■ Supplied text
Carissa Sfakios of the Social Work Program organized the event which state representatives John C. Geragosian and state senator Donald J. DeFronzo attended. The event was moderated by Steve Karp who is the Executive Director of the National Association of Social workers of Connecticut.
Dr. Stephen H. Grund, oncologist/ hematologist from the Hospital of Central Connecticut, represented the medical community.
Grund spoke out against six key problems with the existing U.S. healthcare system and the patients it provides for. He began by saying that medical care is too expensive, too fragmented and too many patients don’t have adequate access to healthcare.
He alluded to a situation in which a 22-year-old patient had a mass in his abdomen and had no healthcare insurance, even though he was working fulltime. Grund said that the doctors in town would not see the young man because he didn’t have insurance, and by the time he came to Grund, the mass had developed into testicular cancer.
“No one would take these patients; Americans, working, trying to work, upstanding citizens. It made me sick,” Grund said. “It made me ask, like you are doing today, what happened? Why did it happen? What can we do about it?”Maggie Meehan, a senior from the Social Work Program at CCSU, had gone through fits of pneumonia and bronchitis while attending school and had no coverage for doctor’s visits and medications. Luckily, she said, she was able to pay for insurance through the school and received some form of discounted medical care.
She added that she is worried for the time after July 31, 2007 because she does not know how or if she will be able to receive coverage when the school’s insurance expires.
State Rep. Geragosian spoke first on the behalf of legislators. “We need to change the dynamics of the healthcare system to a preventative model,” he said. He also suggested that the United States search for new forms of healthcare, not excluding a single-payer option.
Single-payer health insurance is a system by which the healthcare expenditures of an entire population are paid for through a single source, which can be the Federal government or a subcontracting entity using tax revenue from individuals and employers.
Sen. DeFronzo mentioned Senate President Donald Williams’ ‘Connecticut Health First Initiative.’
“I think there’s reasonable optimism for something to happen this year,” DeFronzo said, “This bill has garnered support on a bipartisan basis.”
He explained that the legislation would not create and entire new system, but build on what is already in place. It would raise the maximum age for a person to have coverage under his or her parents’ insurance, raise the income limit on the Husky program and possibly allow greater coverage from the SAGA health insurance plan.
The proposed plan is estimated to bring 140,000 people out of the 350,000 people in the state who do not have health insurance.
“There is good news in healthcare,” DeFronzo said. “There seems to be a real focus on reform and bringing up new proposals to fix the system.”

■ Your task
List every person identified by name in the healthcare forum article. The data that follows is separate from the healthcare forum article and has no connection to it.

■ Supplied data
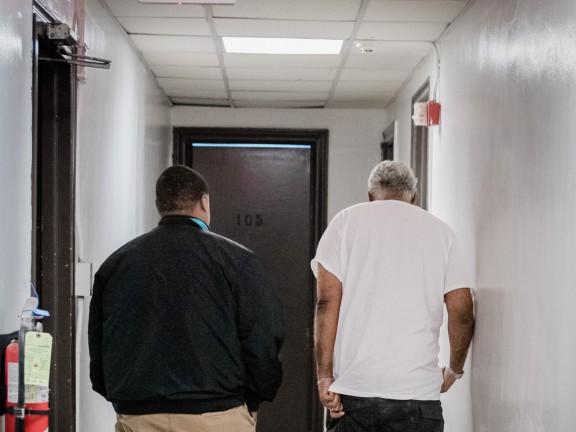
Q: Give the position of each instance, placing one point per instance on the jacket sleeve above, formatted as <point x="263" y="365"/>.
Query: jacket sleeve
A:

■ Response below
Carissa Sfakios
John C. Geragosian
Donald J. DeFronzo
Steve Karp
Stephen H. Grund
Maggie Meehan
Donald Williams